*What you have to do:*
Quote the records that follow in full and exactly; leave out the pictures.

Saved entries
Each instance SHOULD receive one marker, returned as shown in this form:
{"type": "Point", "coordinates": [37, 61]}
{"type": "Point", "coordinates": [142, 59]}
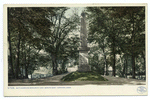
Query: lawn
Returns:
{"type": "Point", "coordinates": [83, 76]}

*Solution to the exercise:*
Each instance SHOULD receive one marker, returned as shown in this form:
{"type": "Point", "coordinates": [37, 61]}
{"type": "Point", "coordinates": [142, 59]}
Query: lawn
Returns:
{"type": "Point", "coordinates": [83, 76]}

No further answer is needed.